- [Extract provided]
▼

Providence and the President
George W. Bush's theory of history.
Mar 10, 2003, Vol. 8, No. 25 • By JAMES W. CEASER
WHAT DO CONSERVATIVES think today about History? As President Bush readies the nation for war, an abstract question like this one seems out of place. And yet, having raised this theme himself in recent speeches, President Bush has been faced both at home and abroad with widespread criticism for his use and abuse of History. Echoing others' arguments, Washington Post columnist Richard Cohen has accused the president of claiming to speak for "destiny and providence." European critics charge the president and his conservative supporters with a dangerous triumphalism born of a conviction that huge metaphysical forces are aligned on America's side. America, Bush is said to believe, represents God, History, and God in History.
It has, of course, come to be accepted in modern times that presidents will speak of History, provided only that they mean nothing by it. Whenever presidents wish to elevate the tone of an address, they invoke History. History becomes the omniscient observer, watching over the president's and the nation's shoulder. History--we all know the phrases--is "judging" or "testing" us, it will "record what we do," or, in its sterner moments, "will not forgive us." Used in this way, History has become no more than a figure of speech, the great empty suit of modern rhetoric.
The problem with President Bush, so the charge against him goes, is that he has gone beyond these merely ritual usages. When he speaks about "Providence" and "history," as he did in his State of the Union address, he unfortunately takes his own words seriously. This criticism, if it is one, is worthy of investigation, all the more so because it is conservatives who traditionally have worried about the pretensions of History. Is President Bush really guilty of what his critics accuse him of, or have they failed to read him closely?
IT IS NOT ALL THAT LONG AGO that the Doctrine of History was the core idea of leftist political thought in America. History here was not history in an ordinary sense--what Edward Gibbon once called "little more than the register of the crimes, follies, and misfortunes of mankind"--but something much grander. History, usually with a capital "H," was the account of the march of humankind that supplied the answers to man's most fundamental questions. History, with a beginning, a middle, and a clear future direction, if not an end, had "meaning." It also had an internal source of movement or agency all its own, whose laws man could discern. History was going somewhere, and the political parties and leaders who were able to follow or, better yet, anticipate its direction would be vindicated.

▲

[Dataset records]
▼

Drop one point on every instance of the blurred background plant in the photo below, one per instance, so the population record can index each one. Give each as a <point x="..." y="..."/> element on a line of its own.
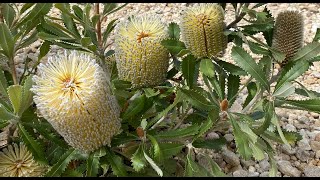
<point x="163" y="125"/>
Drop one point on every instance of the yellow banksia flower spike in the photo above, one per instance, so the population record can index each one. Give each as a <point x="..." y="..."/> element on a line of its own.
<point x="288" y="33"/>
<point x="17" y="161"/>
<point x="140" y="57"/>
<point x="202" y="29"/>
<point x="74" y="94"/>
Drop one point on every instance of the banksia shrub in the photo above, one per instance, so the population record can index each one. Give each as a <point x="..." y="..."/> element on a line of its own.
<point x="73" y="94"/>
<point x="17" y="161"/>
<point x="288" y="33"/>
<point x="140" y="57"/>
<point x="202" y="29"/>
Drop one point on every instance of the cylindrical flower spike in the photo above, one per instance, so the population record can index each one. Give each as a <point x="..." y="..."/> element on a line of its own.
<point x="17" y="161"/>
<point x="73" y="93"/>
<point x="288" y="33"/>
<point x="202" y="29"/>
<point x="140" y="57"/>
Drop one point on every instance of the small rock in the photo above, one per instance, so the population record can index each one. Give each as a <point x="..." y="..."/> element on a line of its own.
<point x="312" y="171"/>
<point x="264" y="165"/>
<point x="287" y="149"/>
<point x="317" y="137"/>
<point x="302" y="155"/>
<point x="315" y="145"/>
<point x="248" y="163"/>
<point x="251" y="169"/>
<point x="240" y="173"/>
<point x="253" y="174"/>
<point x="286" y="168"/>
<point x="290" y="128"/>
<point x="229" y="137"/>
<point x="304" y="144"/>
<point x="212" y="136"/>
<point x="230" y="157"/>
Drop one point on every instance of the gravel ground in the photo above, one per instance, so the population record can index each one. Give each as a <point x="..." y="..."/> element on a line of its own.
<point x="302" y="159"/>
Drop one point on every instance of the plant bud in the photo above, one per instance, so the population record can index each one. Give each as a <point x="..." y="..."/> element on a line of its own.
<point x="288" y="33"/>
<point x="140" y="57"/>
<point x="202" y="29"/>
<point x="74" y="94"/>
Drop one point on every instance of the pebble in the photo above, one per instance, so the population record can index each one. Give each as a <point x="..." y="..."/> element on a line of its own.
<point x="315" y="145"/>
<point x="230" y="157"/>
<point x="312" y="171"/>
<point x="240" y="173"/>
<point x="229" y="137"/>
<point x="302" y="155"/>
<point x="286" y="168"/>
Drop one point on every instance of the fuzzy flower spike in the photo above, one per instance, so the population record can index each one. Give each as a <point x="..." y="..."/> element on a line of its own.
<point x="202" y="29"/>
<point x="73" y="93"/>
<point x="17" y="161"/>
<point x="140" y="57"/>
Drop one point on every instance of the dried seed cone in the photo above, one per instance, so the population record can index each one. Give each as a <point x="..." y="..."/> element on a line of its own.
<point x="202" y="29"/>
<point x="140" y="57"/>
<point x="288" y="33"/>
<point x="73" y="93"/>
<point x="17" y="161"/>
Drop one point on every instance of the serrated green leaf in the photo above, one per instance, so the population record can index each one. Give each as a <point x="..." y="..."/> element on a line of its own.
<point x="135" y="107"/>
<point x="207" y="67"/>
<point x="116" y="163"/>
<point x="61" y="165"/>
<point x="6" y="41"/>
<point x="170" y="149"/>
<point x="233" y="87"/>
<point x="173" y="46"/>
<point x="215" y="144"/>
<point x="138" y="160"/>
<point x="8" y="13"/>
<point x="5" y="114"/>
<point x="257" y="49"/>
<point x="198" y="100"/>
<point x="15" y="96"/>
<point x="284" y="91"/>
<point x="246" y="62"/>
<point x="157" y="153"/>
<point x="92" y="165"/>
<point x="174" y="30"/>
<point x="233" y="69"/>
<point x="307" y="52"/>
<point x="286" y="76"/>
<point x="32" y="145"/>
<point x="241" y="140"/>
<point x="178" y="133"/>
<point x="213" y="117"/>
<point x="309" y="105"/>
<point x="153" y="164"/>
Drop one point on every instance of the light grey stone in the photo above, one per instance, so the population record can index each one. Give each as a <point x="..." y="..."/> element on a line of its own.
<point x="230" y="157"/>
<point x="240" y="173"/>
<point x="312" y="171"/>
<point x="286" y="168"/>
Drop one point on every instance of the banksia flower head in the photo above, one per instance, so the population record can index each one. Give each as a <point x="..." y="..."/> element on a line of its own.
<point x="17" y="161"/>
<point x="288" y="33"/>
<point x="140" y="57"/>
<point x="73" y="93"/>
<point x="202" y="29"/>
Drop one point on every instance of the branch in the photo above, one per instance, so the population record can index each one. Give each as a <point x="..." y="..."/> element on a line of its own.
<point x="238" y="19"/>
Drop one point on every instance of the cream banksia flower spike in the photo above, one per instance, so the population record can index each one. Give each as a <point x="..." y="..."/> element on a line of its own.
<point x="202" y="29"/>
<point x="140" y="57"/>
<point x="288" y="33"/>
<point x="17" y="161"/>
<point x="73" y="93"/>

▲

- [Goals]
1 - Reproduce the part of the article on Bush's theory of history that begins with the words containing "IT IS NOT ALL" and ends with "would be vindicated.".
2 - Rewrite the records from the line containing "Drop one point on every instance of the cream" through the end of the records, replacing "cream" with "pale yellow" and leaving everything else unchanged. Give only those lines.
The text and the records have no connection to each other.

- [Expected results]
1 -
IT IS NOT ALL THAT LONG AGO that the Doctrine of History was the core idea of leftist political thought in America. History here was not history in an ordinary sense--what Edward Gibbon once called "little more than the register of the crimes, follies, and misfortunes of mankind"--but something much grander. History, usually with a capital "H," was the account of the march of humankind that supplied the answers to man's most fundamental questions. History, with a beginning, a middle, and a clear future direction, if not an end, had "meaning." It also had an internal source of movement or agency all its own, whose laws man could discern. History was going somewhere, and the political parties and leaders who were able to follow or, better yet, anticipate its direction would be vindicated.

2 -
Drop one point on every instance of the pale yellow banksia flower spike in the photo above, one per instance, so the population record can index each one. Give each as a <point x="..." y="..."/> element on a line of its own.
<point x="202" y="29"/>
<point x="140" y="57"/>
<point x="288" y="33"/>
<point x="17" y="161"/>
<point x="73" y="93"/>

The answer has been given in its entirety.